Dataset entries
/---
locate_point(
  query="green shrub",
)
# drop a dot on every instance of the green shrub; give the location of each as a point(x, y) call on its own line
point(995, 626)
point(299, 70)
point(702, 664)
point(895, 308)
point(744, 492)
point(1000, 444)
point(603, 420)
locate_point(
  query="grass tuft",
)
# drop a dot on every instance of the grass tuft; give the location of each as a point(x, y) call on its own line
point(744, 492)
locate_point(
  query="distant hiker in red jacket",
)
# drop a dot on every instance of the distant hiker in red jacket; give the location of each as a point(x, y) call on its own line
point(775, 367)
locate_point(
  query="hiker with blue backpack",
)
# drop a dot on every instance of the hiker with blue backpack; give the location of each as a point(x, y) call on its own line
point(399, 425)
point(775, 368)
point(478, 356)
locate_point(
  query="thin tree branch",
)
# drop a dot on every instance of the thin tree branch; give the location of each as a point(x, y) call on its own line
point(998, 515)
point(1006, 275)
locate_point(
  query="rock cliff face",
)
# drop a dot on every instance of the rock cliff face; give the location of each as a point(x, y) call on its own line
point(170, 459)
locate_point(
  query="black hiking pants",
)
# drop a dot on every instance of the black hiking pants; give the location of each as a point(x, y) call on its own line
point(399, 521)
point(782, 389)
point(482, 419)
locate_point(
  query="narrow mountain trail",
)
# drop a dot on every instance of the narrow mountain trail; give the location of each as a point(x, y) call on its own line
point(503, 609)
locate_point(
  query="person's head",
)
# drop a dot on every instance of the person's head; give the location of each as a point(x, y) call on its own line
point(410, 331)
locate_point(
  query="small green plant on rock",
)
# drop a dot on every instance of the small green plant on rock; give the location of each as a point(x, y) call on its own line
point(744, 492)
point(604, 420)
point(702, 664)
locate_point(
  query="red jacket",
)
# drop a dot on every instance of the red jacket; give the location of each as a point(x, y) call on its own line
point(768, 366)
\---
**Written request**
Return all the data exactly as given.

**Expected answer**
locate_point(
  query="green shrub",
)
# drop a dot on every instance of the green shrub; give the location of each as a point(x, y) call on its own line
point(995, 626)
point(299, 70)
point(702, 664)
point(895, 308)
point(744, 492)
point(1000, 444)
point(603, 420)
locate_point(
  query="grass tuft",
)
# drop a dot on every instance of the grass tuft; give the location of each as a point(x, y) call on its own line
point(744, 492)
locate_point(
  query="distant hiker in red jacket",
)
# drop a dot on every instance of the distant hiker in red jacket; give the location of each as a point(x, y) call on its own line
point(775, 367)
locate_point(
  query="hiker with blue backpack",
)
# drop a dot on every instance of the hiker with blue backpack; give the location of each as a point(x, y) call on its own line
point(399, 425)
point(775, 368)
point(478, 356)
locate_point(
  query="thin tree branch",
)
# drop a dot on every instance of the thin tree branch; give the location of each as a point(x, y) call on its own line
point(998, 515)
point(1006, 275)
locate_point(
  query="rock cliff face",
)
# drop a dot on every instance of the rock cliff face; give the location of each as a point(x, y) call on its own line
point(170, 459)
locate_point(
  query="black hiking pants",
)
# drop a dot on every instance of the black hiking pants; give the location of each as a point(x, y) call on its own line
point(399, 521)
point(782, 389)
point(482, 419)
locate_point(
  query="narrow mountain trail",
)
# drop a dot on every instance of the narrow mountain trail; give the location of each as a point(x, y) call on its own line
point(503, 609)
locate_point(
  query="person's head",
)
# drop a dot on every instance of the person's head; give the location of each as a point(x, y) call on its own line
point(410, 331)
locate_point(
  query="small green plant on rock",
)
# drop a dot on every instance of the small green plant on rock; give the location of each as a point(x, y) call on its own line
point(744, 492)
point(604, 420)
point(702, 664)
locate_point(
  query="red jacket",
)
# drop a dot on every instance of the red jacket; give the location of each as a point(x, y) call on its own line
point(768, 366)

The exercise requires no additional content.